* [実施する作業]:
a: 松本若菜出演映画ベスト10の記事から、「個性的な5人のおばさんたちを」で始まり「人気の元メンバーが松本若菜。」で終わる範囲を一字一句違えずに引用せよ。
b: 次の各記述が松本若菜出演映画ベスト10の記事と一致するかを「はい」か「いいえ」で判定し、判断の根拠となる記事中の語句を正確に引用せよ。(i) 1位に選ばれた作品は『愚行録』である。(ii) 『ピンカートンに会いに行く』で松本若菜が演じたのは、冒頭に惨殺される一家の奥さんである。(iii) 松本若菜が映画によく出るようになったのは20歳前後からである。

* [掲載本文]:
%%

●松本若菜 出演映画 ベスト10 | 映画いろいろベスト10 + 似顔絵

映画いろいろベスト10 + 似顔絵

まったくの独断で選んだ映画10作品。
ペイントでの似顔絵もやっています。

松本若菜 出演映画 ベスト10

 

映画によく出るようになったのは30歳近くになってからと、

遅咲きの女優さん。

死んでしまうことが多いみたいです。

 

1 愚行録

ずしりと重くてボリュームのある原作を、すっきりと2時間に分かりやすくまとめたという印象です。次第に明らかになっていく被害者家族の過去の愚行、彼らに関わった人々の愚行、その中で驚きの事実がまた明らかになっていく展開は、ミステリー映画の体裁もきちんと整え、作品として楽しむことが出来ました。事件とは直接的には関係ないと思っていた妻夫木聡演じる雑誌記者ですが、彼の抱えるものが次第に見えていくにつれ、果たしてどこまで知っていて、この事件の取材に取り組んでいたのか、そのあたりの別の謎が生まれだしたりして、心理ドラマとしても面白く観られました。そのあたりを掴むには、もう一度観る必要があるかもしれませんね。とにかく登場人物の皆が、利己心や思惑、野心、羨望といった良く言えば人間らしい感情を抱え、それが愚行へと導いていき、それが交差することで事件が起きていく、そんな連鎖が興味深かったです。冒頭に惨殺される一家の奥さんという悲惨な役柄の若菜さん。

 

 

2 ピンカートンに会いに行く

個性的な5人のおばさんたちを観ていると、アイドルとしてはやはり売れなかっただろうなとは思ってしまいます。40歳近くなっている5人。3人の子供に囲まれ賑やかに暮らしている一人、思春期の反抗期の娘に手を焼いている一人、芸能界の仕事に未練を残している二人、そして相変わらず優柔不断な一人。独身3人、既婚者3人、個性の強い5人ですから、遅かれ早かれぶつかったであろうことも想像がつきます。我が強く、自分の非をなかなか認めないメインのリーダーキャラはとくに強烈。ライブを行った後の周囲の反応も少し観てみたかったですが、最後の居酒屋での疲れてた黙り込んだ中でも、トイレに立った一人のお皿を取り返すシーンが、ひそかにおも白かったです。一番人気の元メンバーが松本若菜。

%%

* [提供資料]:
%%

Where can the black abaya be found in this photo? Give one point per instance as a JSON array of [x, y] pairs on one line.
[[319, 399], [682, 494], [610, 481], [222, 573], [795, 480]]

%%

* [作業の解答]:
a:
個性的な5人のおばさんたちを観ていると、アイドルとしてはやはり売れなかっただろうなとは思ってしまいます。40歳近くなっている5人。3人の子供に囲まれ賑やかに暮らしている一人、思春期の反抗期の娘に手を焼いている一人、芸能界の仕事に未練を残している二人、そして相変わらず優柔不断な一人。独身3人、既婚者3人、個性の強い5人ですから、遅かれ早かれぶつかったであろうことも想像がつきます。我が強く、自分の非をなかなか認めないメインのリーダーキャラはとくに強烈。ライブを行った後の周囲の反応も少し観てみたかったですが、最後の居酒屋での疲れてた黙り込んだ中でも、トイレに立った一人のお皿を取り返すシーンが、ひそかにおも白かったです。一番人気の元メンバーが松本若菜。

b:
(i) はい。「1 愚行録」
(ii) いいえ。「一番人気の元メンバーが松本若菜。」
(iii) いいえ。「映画によく出るようになったのは30歳近くになってから」